begin The records
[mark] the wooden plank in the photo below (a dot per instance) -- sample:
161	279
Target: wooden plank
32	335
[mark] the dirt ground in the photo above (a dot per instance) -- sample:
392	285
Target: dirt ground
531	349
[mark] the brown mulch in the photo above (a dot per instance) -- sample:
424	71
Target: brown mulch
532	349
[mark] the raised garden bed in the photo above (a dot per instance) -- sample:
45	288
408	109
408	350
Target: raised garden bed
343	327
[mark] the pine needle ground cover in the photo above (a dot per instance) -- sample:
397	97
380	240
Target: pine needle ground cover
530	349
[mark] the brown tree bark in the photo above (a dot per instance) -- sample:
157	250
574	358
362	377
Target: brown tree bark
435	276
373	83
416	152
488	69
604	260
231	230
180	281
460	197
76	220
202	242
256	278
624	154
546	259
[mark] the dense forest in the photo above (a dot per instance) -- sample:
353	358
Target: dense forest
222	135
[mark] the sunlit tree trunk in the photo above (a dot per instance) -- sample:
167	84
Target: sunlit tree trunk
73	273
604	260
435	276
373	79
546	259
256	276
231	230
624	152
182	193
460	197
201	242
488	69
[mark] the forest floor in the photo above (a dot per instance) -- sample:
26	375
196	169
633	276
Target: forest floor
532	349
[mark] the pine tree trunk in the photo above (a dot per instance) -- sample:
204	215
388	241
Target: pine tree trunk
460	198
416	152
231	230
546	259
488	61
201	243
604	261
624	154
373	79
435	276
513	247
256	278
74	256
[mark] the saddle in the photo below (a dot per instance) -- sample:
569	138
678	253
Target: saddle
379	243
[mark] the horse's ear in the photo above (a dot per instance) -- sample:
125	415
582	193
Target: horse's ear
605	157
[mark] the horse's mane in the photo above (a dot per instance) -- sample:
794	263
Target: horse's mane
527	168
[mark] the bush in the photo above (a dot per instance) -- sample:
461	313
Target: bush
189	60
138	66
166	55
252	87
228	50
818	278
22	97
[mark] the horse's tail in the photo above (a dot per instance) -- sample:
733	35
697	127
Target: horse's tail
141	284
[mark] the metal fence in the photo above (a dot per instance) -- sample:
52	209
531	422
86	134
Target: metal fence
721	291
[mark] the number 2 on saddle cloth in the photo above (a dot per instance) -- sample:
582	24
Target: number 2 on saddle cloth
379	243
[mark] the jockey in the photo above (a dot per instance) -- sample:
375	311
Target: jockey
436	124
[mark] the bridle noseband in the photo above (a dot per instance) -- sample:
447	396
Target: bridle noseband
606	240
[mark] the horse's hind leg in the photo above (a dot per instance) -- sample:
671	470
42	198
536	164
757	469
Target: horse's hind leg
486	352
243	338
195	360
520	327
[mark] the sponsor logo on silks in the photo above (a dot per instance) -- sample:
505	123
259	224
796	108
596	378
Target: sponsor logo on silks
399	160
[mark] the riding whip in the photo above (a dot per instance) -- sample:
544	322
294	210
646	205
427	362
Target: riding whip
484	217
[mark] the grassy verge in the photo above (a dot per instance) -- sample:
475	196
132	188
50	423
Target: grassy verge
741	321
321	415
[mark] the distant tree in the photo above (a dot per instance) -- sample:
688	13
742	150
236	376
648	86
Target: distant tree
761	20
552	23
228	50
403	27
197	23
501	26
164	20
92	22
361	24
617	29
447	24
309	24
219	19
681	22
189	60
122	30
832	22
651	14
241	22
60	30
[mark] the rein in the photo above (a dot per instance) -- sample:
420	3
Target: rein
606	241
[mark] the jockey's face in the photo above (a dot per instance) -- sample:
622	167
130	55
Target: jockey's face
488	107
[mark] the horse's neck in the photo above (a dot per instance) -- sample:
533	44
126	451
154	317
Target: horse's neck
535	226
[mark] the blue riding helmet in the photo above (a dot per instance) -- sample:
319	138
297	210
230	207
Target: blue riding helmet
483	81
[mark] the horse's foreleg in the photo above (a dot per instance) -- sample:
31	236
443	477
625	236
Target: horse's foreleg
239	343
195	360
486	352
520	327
end The records
> **Work to complete**
Repeat the data precisely, line by line.

> **Final result**
[mark] the wooden plank in the photo below (a dot per instance) -- sample:
161	279
Target: wooden plank
32	335
[mark] the dirt ground in the photo above (a dot per instance) -- sample:
392	285
Target: dirt ground
531	349
[mark] the brown mulch in the photo above (a dot per instance) -- sample:
424	71
Target: brown mulch
532	349
[mark] the raised garden bed in the photo above (a dot per instance) -- sample:
45	288
408	109
408	350
Target: raised garden bed
343	327
[mark] the pine needle ground cover in the photo above (a dot per instance) -- sample:
397	97
380	240
Target: pine needle ground cover
530	349
[mark] the brown tree bark in the photo above (a dot per instance) -- sample:
157	250
574	358
362	377
Target: brown tree bark
435	276
373	83
416	152
488	69
604	260
231	230
180	281
460	197
76	220
202	242
256	278
624	154
546	259
[mark] the dense forest in the photo above (a dot per instance) -- sample:
353	358
Target: dense forest
222	135
[mark] the sunlit tree trunk in the photo above (a dot per instance) -- sample:
167	84
Target: sunlit tree trunk
73	273
604	260
435	276
373	79
546	259
256	276
231	230
624	152
182	193
460	197
201	242
488	69
[mark] the forest floor in the photo above (a dot per instance) -- sample:
26	375
196	169
633	276
Target: forest floor
532	349
[mark] the pine tree trunk in the photo above (a dot per instance) -- sample:
204	215
388	241
Target: pine tree trunk
460	198
416	152
231	230
546	259
488	61
201	243
604	261
624	154
373	79
435	276
513	247
256	278
74	256
[mark] the saddle in the photo below (a dot per instance) -- sample:
569	138
678	253
Target: saddle
379	243
[mark] the horse's ear in the photo above (a dot per instance) -- sample:
125	415
582	193
Target: horse's ear
605	157
[mark] the horse's mane in the photo above (a dot per instance) -- sample:
794	263
Target: horse's mane
527	168
[mark] the bush in the photo above (a dot per instance) -- sample:
461	313
Target: bush
189	60
138	66
166	55
252	87
228	50
818	278
22	97
[mark] the horse's tail in the photo above (a dot per instance) -- sample:
733	35
697	127
Target: horse's tail
141	284
[mark] the metal fence in the photo above (a dot per instance) -- sample:
52	209
531	422
86	134
Target: metal fence
721	291
[mark] the number 2 on saddle cloth in the photo above (a dot per instance) -- sample:
582	24
Target: number 2 on saddle cloth
379	243
[mark] the jockey in the photo above (a dot per instance) -- sample:
375	311
Target: jockey
436	124
[mark] the bridle noseband in the photo above (a dot per instance) -- sample:
447	396
Target: bridle noseband
606	240
[mark] the horse's hind leg in the photo above (a dot per instance) -- sample:
671	470
42	198
536	164
757	469
Target: horse's hind leg
486	352
243	338
195	360
520	327
[mark] the sponsor logo on silks in the photo above (a dot per instance) -- sample:
505	123
259	224
796	108
596	378
Target: sponsor logo on silks
399	160
[mark] the riding whip in the photo above (a dot per instance) -- sample:
544	322
294	210
646	205
427	362
Target: riding whip
484	217
[mark] the grassy verge in the photo above (a dot per instance) -- sample:
475	196
132	188
50	423
Target: grassy verge
741	321
321	415
[mark] the distant tree in the photo above (a dot per instance) -- sample:
688	13
742	150
236	376
648	86
Target: distant tree
761	20
552	23
228	50
403	27
197	23
501	26
164	20
92	22
361	24
617	29
447	24
309	24
219	19
681	22
189	60
122	30
832	22
651	14
241	22
60	30
[mark] the rein in the photo above (a dot per instance) -- sample:
420	3
Target: rein
606	241
[mark] the jockey's face in the photo above (a dot per instance) -- sample:
622	167
130	55
Target: jockey's face
488	107
[mark] the horse's neck in the photo above (a dot per instance) -- sample:
533	44
126	451
154	317
Target: horse's neck
535	226
[mark] the blue riding helmet in the photo above (a dot per instance) -- sample:
319	138
297	210
230	207
Target: blue riding helmet
483	81
[mark] the horse's foreleg in the photo above (a dot per instance) -- sample:
31	236
443	477
625	236
Target: horse's foreleg
239	343
195	360
486	352
520	327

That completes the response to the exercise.